** SOURCE EXTRACT **
■ ■ ■
Esports career information
- Games: Street Fighter series; Virtua Fighter 3; Tekken series; Marvel vs. Capcom series; Capcom vs. SNK 2; Mortal Kombat 9; Persona 4 Arena; Killer Instinct;
- Playing career: 1998–2017

= Alex Valle =

Peruvian-American professional esports player

Alex Valle (/es/), also known as CaliPower and Mr. Street Fighter, is a Peruvian-American fighting game tournament organizer and a retired professional fighting game player. Valle is mainly a Ryu specialist and is considered one of the most influential people within the fighting game community.

==Gaming career==
The first tournament Valle entered was an original Street Fighter II tourney using Ken, in which he lost to a Guile and a Dhalsim player. Valle's original competition was John "Choiboy" Choi and Mike "Watts" Watson. He was also the first American to ever face Daigo Umehara in a tournament: the Street Fighter Alpha 3 World Championships in 1998. In the tournament, Valle lost to Umehara in an outstanding comeback. From 2002 to 2010, Valle has had 10 Top 8 performances Valle is known for innovating the "Valle CC (Custom Combo)" which was his key to winning the Battle By the Bay Street Fighter Alpha 2 tournament, the predecessor of the Evolution Championship Series (EVO).

After three years of not making a Top 8 at EVO, Valle took a 4th-place finish at EVO 2013 for Street Fighter X Tekken using a team of Yoshimitsu and Lars, being defeated by Justin Wong. Valle later took a 4th-place finish at Capcom Cup 2013, losing an "epic" runback against Dexter "Tampa Bison" James. According to an interview with Canadian Smasher Toronto Joe, Valle was impressed with the Super Smash Bros. Melee scene in SoCal. When Toronto Joe asked for advice for building a community, Valle responded "Find a group of dedicated people willing to lend a hand and create frequent events. Community building takes a long time so have realistic expectations and cater to your scene directly." When Toronto Joe asked how the Fighting Game Community stands out compared to other game genres, such as first-person shooters and MOBAs, Valle stated that "[t]he FGC started in arcades where you had to take out the player next to you. The social interaction is what makes every match interesting because we instantly feel our opponents struggle for each defeat." Valle was excited for Super Smash Bros. 4 and he felt interested in showcasing the game at upcoming tournaments.
■ ■ ■
** SUPPLIED MATERIAL **
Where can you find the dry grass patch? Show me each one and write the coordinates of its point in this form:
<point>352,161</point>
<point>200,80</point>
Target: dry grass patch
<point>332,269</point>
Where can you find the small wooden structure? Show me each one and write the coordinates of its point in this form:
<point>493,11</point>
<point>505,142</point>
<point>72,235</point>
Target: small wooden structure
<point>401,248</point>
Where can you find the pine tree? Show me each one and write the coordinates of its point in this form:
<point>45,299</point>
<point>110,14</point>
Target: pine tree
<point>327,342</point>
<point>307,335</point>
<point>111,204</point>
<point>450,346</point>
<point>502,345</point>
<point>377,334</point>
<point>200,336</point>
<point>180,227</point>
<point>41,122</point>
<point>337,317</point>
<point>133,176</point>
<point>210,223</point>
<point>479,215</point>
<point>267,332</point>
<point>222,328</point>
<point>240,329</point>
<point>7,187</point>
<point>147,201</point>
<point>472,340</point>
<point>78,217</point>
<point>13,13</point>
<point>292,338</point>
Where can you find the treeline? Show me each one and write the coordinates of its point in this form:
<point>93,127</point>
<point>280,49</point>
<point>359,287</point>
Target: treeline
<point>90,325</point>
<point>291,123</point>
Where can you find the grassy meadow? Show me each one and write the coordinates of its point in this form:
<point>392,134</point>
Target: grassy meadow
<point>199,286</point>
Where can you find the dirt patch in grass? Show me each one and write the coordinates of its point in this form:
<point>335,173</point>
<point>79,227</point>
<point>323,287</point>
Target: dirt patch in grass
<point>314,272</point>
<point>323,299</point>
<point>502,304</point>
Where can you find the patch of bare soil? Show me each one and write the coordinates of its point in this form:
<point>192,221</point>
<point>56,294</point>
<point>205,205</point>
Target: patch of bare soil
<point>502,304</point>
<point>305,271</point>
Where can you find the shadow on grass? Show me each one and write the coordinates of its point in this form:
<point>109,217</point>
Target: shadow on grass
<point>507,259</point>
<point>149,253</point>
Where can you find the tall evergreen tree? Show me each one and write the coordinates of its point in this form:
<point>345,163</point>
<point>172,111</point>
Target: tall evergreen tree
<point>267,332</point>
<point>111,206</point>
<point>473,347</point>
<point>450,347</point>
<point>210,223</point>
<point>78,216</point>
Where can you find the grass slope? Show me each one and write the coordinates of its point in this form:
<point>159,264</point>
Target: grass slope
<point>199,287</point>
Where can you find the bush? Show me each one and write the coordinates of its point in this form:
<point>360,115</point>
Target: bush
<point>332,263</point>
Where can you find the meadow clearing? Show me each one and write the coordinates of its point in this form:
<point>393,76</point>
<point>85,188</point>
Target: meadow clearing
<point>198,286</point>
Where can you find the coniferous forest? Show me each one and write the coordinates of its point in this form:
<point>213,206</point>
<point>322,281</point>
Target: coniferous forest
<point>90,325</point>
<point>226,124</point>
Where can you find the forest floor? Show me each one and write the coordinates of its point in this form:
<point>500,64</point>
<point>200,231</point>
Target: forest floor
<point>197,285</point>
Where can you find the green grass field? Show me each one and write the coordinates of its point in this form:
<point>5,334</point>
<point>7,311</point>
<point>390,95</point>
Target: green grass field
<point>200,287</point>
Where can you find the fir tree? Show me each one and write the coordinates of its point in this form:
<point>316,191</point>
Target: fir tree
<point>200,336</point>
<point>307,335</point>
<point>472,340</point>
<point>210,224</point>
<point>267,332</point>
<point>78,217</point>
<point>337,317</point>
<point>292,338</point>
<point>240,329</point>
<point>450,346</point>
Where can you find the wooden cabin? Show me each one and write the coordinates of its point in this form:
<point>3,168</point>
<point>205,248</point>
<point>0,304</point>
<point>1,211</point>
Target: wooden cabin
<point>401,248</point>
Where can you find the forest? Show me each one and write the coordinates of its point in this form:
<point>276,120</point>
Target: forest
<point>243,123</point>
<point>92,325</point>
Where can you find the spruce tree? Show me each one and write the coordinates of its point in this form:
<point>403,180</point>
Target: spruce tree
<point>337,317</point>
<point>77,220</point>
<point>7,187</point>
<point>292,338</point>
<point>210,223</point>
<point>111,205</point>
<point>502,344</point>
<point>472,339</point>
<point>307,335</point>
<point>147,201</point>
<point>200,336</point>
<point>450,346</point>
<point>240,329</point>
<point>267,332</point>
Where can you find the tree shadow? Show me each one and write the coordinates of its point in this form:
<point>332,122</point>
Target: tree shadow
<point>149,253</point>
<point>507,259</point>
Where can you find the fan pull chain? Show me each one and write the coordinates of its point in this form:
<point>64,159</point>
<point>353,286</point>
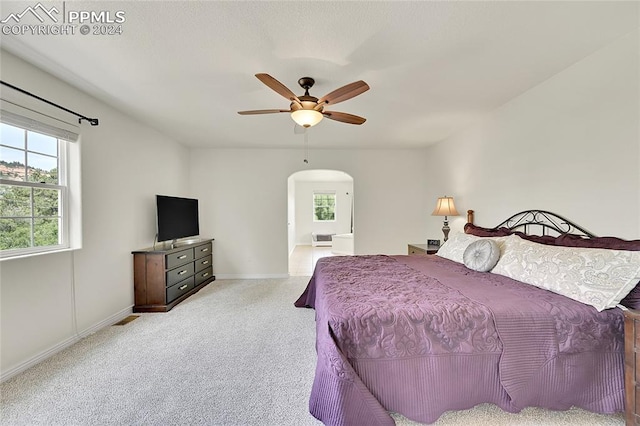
■ ■ ■
** WHAT YOU NEED TO DO **
(1) List every game named in the Alex Valle article's esports career information.
(2) According to the Alex Valle article, who defeated Valle at EVO 2013 in Street Fighter X Tekken?
(3) Copy the Alex Valle article between "Esports career information" and "fighting game community.", inclusive, and substitute "Akuma" for "Ryu".

** SOLUTIONS TO THE PROBLEMS **
(1) Street Fighter series; Virtua Fighter 3; Tekken series; Marvel vs. Capcom series; Capcom vs. SNK 2; Mortal Kombat 9; Persona 4 Arena; Killer Instinct

(2) Justin Wong

(3)
Esports career information
- Games: Street Fighter series; Virtua Fighter 3; Tekken series; Marvel vs. Capcom series; Capcom vs. SNK 2; Mortal Kombat 9; Persona 4 Arena; Killer Instinct;
- Playing career: 1998–2017

= Alex Valle =

Peruvian-American professional esports player

Alex Valle (/es/), also known as CaliPower and Mr. Street Fighter, is a Peruvian-American fighting game tournament organizer and a retired professional fighting game player. Valle is mainly a Akuma specialist and is considered one of the most influential people within the fighting game community.